● PASSAGE GIVEN
########################################

IoT and “Industrie 4.0” for SharePoint–Part II

In the Part I of this article series I described how to build the System on Module application in .NET Micro Framework which publishes (ingress) events from sensor to the Service Bus. Additionally I also described how to implement the listener on the sensor which is receiving remotely sent commands.

In this post I will describe how to build a SharePoint App which listens to events sent from sensor and how to build the SharePoint app which sends commands to the sensor.

SharePoint App

To create a SharePoint-App I used standard Visual Studio template and created a Provider Hosted App. The template created the solution with required SharePoint artifacts and a MVC WebProject called GasSensorEventPartWeb.

In general there are two possibilities to create the IoT capable app in this project.

- First possibility would be to implement all code on the server side in the appropriate controller. In this case I would use .NET Service Bus SDK for connectivity.

- However in this post I decided to do it a harder way (Second Possibility). I will rather create the JavaScript HTML5 app with angular and Service Bus Java Script SDK.

########################################

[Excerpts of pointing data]

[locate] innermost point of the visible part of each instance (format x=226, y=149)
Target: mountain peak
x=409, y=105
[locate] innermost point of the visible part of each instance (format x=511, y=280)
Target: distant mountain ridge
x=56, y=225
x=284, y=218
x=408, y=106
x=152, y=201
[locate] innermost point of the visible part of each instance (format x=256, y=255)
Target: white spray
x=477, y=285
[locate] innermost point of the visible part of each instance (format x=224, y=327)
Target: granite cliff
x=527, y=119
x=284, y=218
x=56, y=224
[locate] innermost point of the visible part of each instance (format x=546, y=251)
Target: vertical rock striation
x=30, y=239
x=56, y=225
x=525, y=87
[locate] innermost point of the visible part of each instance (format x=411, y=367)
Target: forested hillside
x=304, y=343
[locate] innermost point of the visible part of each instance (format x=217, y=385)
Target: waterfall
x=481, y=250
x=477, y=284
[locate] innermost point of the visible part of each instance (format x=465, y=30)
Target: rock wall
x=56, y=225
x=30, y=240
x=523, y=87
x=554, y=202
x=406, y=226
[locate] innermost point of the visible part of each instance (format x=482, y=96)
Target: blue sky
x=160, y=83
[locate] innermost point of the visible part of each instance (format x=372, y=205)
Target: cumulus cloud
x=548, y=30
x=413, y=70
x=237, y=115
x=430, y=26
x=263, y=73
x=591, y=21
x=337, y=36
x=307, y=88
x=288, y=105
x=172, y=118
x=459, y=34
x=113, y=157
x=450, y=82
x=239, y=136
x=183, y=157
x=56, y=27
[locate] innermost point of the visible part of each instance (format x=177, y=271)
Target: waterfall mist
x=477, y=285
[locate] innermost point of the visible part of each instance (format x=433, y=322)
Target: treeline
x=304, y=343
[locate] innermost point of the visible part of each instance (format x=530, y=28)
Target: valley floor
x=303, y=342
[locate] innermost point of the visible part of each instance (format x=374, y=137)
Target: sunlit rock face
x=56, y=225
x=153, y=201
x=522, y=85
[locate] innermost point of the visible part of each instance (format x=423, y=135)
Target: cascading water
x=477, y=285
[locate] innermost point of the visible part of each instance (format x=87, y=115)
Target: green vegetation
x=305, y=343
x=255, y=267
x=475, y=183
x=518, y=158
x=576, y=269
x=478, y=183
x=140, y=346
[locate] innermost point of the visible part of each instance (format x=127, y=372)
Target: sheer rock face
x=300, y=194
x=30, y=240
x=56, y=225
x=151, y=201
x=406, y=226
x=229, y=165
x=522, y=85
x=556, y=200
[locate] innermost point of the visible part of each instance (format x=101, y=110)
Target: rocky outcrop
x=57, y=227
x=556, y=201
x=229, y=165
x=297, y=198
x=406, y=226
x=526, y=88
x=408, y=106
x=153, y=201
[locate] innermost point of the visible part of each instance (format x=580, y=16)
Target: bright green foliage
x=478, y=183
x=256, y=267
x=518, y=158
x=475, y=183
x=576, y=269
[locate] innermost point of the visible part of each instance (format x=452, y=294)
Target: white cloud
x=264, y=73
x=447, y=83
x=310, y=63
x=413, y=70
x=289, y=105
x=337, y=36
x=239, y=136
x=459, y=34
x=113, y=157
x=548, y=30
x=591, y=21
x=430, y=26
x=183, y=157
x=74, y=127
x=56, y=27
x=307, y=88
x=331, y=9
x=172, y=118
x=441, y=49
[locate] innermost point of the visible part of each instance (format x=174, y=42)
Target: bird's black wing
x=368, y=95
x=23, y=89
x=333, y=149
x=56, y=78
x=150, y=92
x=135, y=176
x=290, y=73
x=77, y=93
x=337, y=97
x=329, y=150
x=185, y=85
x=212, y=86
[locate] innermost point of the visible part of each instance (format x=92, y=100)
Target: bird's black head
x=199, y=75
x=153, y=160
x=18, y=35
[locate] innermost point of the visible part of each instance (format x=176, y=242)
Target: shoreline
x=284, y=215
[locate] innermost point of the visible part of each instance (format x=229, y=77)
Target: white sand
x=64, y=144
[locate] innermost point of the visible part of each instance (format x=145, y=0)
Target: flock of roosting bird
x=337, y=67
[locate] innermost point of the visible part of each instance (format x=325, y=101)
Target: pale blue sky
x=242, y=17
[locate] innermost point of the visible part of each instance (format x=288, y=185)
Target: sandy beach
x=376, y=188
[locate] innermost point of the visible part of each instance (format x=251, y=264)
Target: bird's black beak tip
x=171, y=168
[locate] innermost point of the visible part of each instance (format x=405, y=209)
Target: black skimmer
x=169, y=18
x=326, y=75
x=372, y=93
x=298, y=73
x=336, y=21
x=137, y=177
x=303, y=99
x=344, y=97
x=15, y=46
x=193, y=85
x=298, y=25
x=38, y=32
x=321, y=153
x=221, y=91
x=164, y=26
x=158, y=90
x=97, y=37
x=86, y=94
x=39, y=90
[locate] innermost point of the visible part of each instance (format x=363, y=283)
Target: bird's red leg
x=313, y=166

########################################

● REQUIRED TASK A
Could you convert the records, from the line with "(format x=325, y=101)" through the end of the records, into a Markdown table with the columns No. and Line, giving each line its row number and omitting any blank lines?
● REQUIRED TASK B
Can you carry on the SharePoint IoT article from the point where it stops?
These records have no connection to the SharePoint IoT article.

● FINAL RESULT A
| No. | Line |
|---|---|
| 1 | [locate] innermost point of the visible part of each instance (format x=325, y=101) |
| 2 | Target: pale blue sky |
| 3 | x=242, y=17 |
| 4 | [locate] innermost point of the visible part of each instance (format x=288, y=185) |
| 5 | Target: sandy beach |
| 6 | x=376, y=188 |
| 7 | [locate] innermost point of the visible part of each instance (format x=251, y=264) |
| 8 | Target: bird's black beak tip |
| 9 | x=171, y=168 |
| 10 | [locate] innermost point of the visible part of each instance (format x=405, y=209) |
| 11 | Target: black skimmer |
| 12 | x=169, y=18 |
| 13 | x=326, y=75 |
| 14 | x=372, y=93 |
| 15 | x=298, y=73 |
| 16 | x=336, y=21 |
| 17 | x=137, y=177 |
| 18 | x=303, y=99 |
| 19 | x=344, y=97 |
| 20 | x=15, y=46 |
| 21 | x=193, y=85 |
| 22 | x=298, y=25 |
| 23 | x=38, y=32 |
| 24 | x=321, y=153 |
| 25 | x=221, y=91 |
| 26 | x=164, y=26 |
| 27 | x=158, y=90 |
| 28 | x=97, y=37 |
| 29 | x=86, y=94 |
| 30 | x=39, y=90 |
| 31 | [locate] innermost point of the visible part of each instance (format x=363, y=283) |
| 32 | Target: bird's red leg |
| 33 | x=313, y=166 |

● FINAL RESULT B
By using of this approach I want to show how Service Bus capabilities can be leveraged in any kind of JavaScript application. In other words you could use the same code in cordova application to build app which runs on any other platform.
As described in previous topic this app will also implement bidirectional communication via broker.

1. Listening for Events from device.
2. Sending of Commands to device.

Booth scenarios are implemented in GasSensorEvents.aspx and GasSensorCommands.aspx. respectively. The file app.js implements the angular based controller and model (MVC) and servicebussdk-1.0.js provides the Service Bus connectivity.

After the SharePoint App project is created I implemented two AppParts, one for each scenario. To add an AppPart in the solution right mouse click on GasSensorEventPart (the SP artifact project) and add add the item template Client Web Part (Host Web).

I did this twice to create create GasSensorCommandsWebPart and GasSensorEventsCLientWebPart (Picture below on left). Be sure that Content element in Elements.xml file points to the right ASPX file.

<Content Type="html"  Src="~remoteAppUrl/IoT/GasSensorEvents.aspx" />

This will make two AppParts appear in the list of AppParts in the SharePoint portal (picture below on right)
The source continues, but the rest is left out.